--- What you are asked to do ---
Repeat each line exactly, leaving nothing out.
━━━━
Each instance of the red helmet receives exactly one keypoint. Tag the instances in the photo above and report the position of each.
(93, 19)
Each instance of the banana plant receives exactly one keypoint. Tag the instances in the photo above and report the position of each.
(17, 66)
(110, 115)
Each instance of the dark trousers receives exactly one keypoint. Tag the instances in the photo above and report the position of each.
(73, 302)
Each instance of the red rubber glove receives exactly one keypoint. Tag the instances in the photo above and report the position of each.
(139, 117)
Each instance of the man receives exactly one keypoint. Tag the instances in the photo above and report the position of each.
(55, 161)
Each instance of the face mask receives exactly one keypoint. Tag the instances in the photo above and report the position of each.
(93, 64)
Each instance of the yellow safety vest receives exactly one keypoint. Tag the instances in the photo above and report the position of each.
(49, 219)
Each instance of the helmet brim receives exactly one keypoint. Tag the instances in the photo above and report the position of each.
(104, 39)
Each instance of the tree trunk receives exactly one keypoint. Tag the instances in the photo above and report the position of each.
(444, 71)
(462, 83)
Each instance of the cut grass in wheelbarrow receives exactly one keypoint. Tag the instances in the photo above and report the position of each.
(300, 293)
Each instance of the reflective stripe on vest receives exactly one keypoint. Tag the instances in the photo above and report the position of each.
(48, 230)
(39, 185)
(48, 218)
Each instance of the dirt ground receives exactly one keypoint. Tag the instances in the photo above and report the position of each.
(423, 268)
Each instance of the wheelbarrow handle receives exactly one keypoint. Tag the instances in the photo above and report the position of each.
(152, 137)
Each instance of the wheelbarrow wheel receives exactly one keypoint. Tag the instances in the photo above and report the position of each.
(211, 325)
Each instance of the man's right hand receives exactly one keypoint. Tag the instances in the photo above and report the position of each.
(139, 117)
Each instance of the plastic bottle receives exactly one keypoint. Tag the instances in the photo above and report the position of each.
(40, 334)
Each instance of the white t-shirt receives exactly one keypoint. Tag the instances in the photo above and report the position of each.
━━━━
--- Output for this exercise ---
Each instance of the red helmet receives exactly one keypoint. Tag the instances in the photo above and report the position of each.
(93, 19)
Each instance of the banana plant receives exactly one keypoint. Tag the instances in the photo above and report the position of each.
(17, 66)
(110, 115)
Each instance of the dark trousers receives exactly one keypoint. Tag the instances in the photo above and report the position of each.
(73, 302)
Each instance of the red rubber glove receives exactly one keypoint. Tag the instances in the photo above and report the position of each.
(139, 117)
Each instance of the man receives exactly one keypoint. Tag the instances in the photo above and report the position of each.
(55, 161)
Each instance of the face mask receives exactly one keypoint. Tag the instances in the photo above and report the position of each.
(93, 64)
Each instance of the yellow safety vest receives exactly one keypoint. Tag the instances in the photo above and report the position of each.
(49, 219)
Each instance of the helmet brim receives exactly one keypoint. Tag the instances in the photo above and report the position of each.
(104, 39)
Each instance of the tree trunk receives exactly one keypoint. Tag the instances in the photo above and report the position of each.
(444, 71)
(462, 83)
Each instance of the cut grass in wheelbarrow receives exactly one keypoint. Tag the instances in the photo above and report the position of each.
(300, 293)
Each instance of the reflective stripe on vest receives exactly one keypoint. Tag the instances in the photo above and report the position of each.
(48, 230)
(39, 185)
(48, 218)
Each instance of the dirt ground receives exactly one keypoint. Tag the instances in the photo above and report the position of each.
(423, 268)
Each instance of the wheelbarrow handle receives exactly one keypoint. Tag the instances in the photo above and report the position of each.
(152, 137)
Each instance of the wheelbarrow wheel receives exactly one keypoint. Tag the instances in the photo above and report the position of each.
(211, 325)
Each instance of the man's right hand receives exactly one keypoint. Tag the instances in the photo above and report the position of each.
(139, 117)
Each instance of the plastic bottle receives exactly one keypoint. Tag the instances in the photo above and report the position of each.
(40, 334)
Each instance of the white t-shirt receives exactly one keypoint. Tag the instances in the photo above and report the position of each.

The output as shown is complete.